▸ Passage à lire
┌──
D'abord la question, que, pour le lecteur, à cet instant, l'un ou l'autre des deux peut avoir posée. Puis celui qui pose la question, Max : il a l'initiative ; son intention est bonne, mais il est en position de force, mais il va faire mal, mais à qui va-t-il faire mal, à Hans ou à lui-même ? Aimerions-nous vraiment avoir à traduire en latin cette phrase-là, à choisir entre ei et sibi, entre le pronom direct et le pronom réfléchi ? Mais nous ne savons pas encore que nous aurions à choisir, et que nous ne devrons pas choisir. C'est le tableau de cette relation, à petites touches, qui va nous l'apprendre, qui va, mettant à nu ce qui leur fait mal à chacun, conduire à la deuxième question de Max, plus explicite, plus tendre et plus dure. Quatre voix : Max en direct, Max en indirect, Hans en indirect, et « l'auteur ». Dans ce combat en douceur et impitoyable, premier round pour Max. Sautons un passage.

Max, le journaliste, le conteur des bars, parlant de l'écrivain Jules Renard :

« […] il ne vit plus que pour son journal et il appelle cela être libre.

— Et toi, qu'est-ce que tu fais ? »

Hans a pris le coude de Max, à la française, il tente de mettre de la délicatesse dans sa question. (p. 435)
└──
▸ Lignes de données
┌──
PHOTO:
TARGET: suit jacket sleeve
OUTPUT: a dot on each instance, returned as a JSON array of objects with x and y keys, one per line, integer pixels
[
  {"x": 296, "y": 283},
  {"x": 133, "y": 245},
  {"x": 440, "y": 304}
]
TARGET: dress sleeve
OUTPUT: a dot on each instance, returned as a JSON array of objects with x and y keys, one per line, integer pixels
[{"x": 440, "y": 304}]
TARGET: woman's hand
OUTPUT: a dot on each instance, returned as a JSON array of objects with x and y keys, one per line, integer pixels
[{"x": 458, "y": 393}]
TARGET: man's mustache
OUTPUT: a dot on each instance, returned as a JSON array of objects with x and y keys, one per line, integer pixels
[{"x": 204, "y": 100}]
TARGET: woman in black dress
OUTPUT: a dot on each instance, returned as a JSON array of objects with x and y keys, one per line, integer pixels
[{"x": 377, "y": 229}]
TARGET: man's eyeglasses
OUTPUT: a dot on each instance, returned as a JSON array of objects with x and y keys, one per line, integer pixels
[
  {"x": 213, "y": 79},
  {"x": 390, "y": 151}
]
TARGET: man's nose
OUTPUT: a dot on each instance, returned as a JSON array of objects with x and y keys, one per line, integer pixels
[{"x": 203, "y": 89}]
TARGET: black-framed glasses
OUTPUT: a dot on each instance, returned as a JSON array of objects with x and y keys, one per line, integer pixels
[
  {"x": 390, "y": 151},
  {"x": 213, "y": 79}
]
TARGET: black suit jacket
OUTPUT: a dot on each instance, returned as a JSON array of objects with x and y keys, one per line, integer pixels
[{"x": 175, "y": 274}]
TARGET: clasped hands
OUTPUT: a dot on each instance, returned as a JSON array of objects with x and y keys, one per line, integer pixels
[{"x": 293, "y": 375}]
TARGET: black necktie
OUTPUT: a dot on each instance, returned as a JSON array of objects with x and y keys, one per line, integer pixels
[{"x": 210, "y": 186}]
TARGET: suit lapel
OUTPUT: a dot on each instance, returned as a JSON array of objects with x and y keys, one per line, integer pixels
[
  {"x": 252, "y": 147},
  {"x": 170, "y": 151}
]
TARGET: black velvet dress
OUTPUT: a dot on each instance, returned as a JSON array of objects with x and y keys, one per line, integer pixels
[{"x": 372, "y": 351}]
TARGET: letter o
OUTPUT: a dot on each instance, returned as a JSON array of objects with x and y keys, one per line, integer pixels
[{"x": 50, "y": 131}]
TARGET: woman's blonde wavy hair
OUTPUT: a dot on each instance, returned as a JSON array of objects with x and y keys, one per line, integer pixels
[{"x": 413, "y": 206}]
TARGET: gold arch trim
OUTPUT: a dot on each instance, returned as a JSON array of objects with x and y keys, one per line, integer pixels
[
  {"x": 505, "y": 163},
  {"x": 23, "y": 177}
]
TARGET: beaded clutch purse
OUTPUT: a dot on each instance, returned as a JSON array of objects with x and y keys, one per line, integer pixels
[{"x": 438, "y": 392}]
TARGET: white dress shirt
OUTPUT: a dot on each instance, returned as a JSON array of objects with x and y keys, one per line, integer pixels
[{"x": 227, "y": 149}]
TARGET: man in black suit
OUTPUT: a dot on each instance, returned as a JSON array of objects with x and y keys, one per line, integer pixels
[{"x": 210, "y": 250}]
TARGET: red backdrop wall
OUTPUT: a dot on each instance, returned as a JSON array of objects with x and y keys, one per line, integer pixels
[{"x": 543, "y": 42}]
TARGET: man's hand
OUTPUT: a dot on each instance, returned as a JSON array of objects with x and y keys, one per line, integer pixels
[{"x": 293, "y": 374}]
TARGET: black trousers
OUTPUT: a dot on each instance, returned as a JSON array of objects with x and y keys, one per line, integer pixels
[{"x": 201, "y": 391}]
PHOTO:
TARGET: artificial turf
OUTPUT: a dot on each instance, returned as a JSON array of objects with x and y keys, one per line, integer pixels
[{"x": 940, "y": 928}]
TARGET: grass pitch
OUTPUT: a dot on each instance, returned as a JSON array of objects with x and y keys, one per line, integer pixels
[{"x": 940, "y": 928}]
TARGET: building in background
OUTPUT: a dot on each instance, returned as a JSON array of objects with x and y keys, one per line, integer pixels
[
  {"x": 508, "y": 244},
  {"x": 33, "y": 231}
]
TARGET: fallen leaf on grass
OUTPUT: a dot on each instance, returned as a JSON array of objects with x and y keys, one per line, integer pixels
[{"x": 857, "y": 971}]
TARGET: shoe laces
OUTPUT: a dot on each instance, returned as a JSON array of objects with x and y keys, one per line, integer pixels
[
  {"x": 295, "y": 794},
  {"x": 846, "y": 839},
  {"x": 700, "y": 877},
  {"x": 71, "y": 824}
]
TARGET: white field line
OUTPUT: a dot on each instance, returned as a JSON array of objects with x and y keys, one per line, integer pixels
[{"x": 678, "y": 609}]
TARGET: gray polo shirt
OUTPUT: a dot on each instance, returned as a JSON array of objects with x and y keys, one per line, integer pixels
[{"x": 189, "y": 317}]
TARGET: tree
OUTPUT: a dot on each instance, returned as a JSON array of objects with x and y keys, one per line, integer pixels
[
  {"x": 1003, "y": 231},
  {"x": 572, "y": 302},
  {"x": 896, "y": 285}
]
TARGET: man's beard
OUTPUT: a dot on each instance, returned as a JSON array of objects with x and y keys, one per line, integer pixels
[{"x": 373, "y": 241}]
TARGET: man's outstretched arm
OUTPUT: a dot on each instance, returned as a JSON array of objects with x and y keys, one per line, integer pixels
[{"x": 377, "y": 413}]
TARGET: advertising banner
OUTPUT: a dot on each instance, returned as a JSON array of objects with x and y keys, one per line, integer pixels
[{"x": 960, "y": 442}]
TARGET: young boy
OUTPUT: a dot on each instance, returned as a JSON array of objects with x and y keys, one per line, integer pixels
└──
▸ Consigne
Rédigez la suite du passage consacré à Max et Hans, en reprenant juste après sa dernière phrase.

▸ Résultat obtenu
La question, le geste, le ton. Avantage à Hans. Encore quelques passages, puis :

[…] Hans, j'en ai marre du reportage, on voit trop ce qui arrive aux civils, ou alors le reportage sportif.

« Et tu n'as rien trouvé de mieux que de partir pour Shanghai juste après le Rif ? »

Max voulait se changer les idées, Shanghai, son bordel flottant, la première fois qu'il a lu ça dans le quotidien préféré de son père, Paris-Soir, il avait treize ans, il a pouffé, c'était au salon, avec des invités, il était dans son coin, il a pouffé. (p. 436)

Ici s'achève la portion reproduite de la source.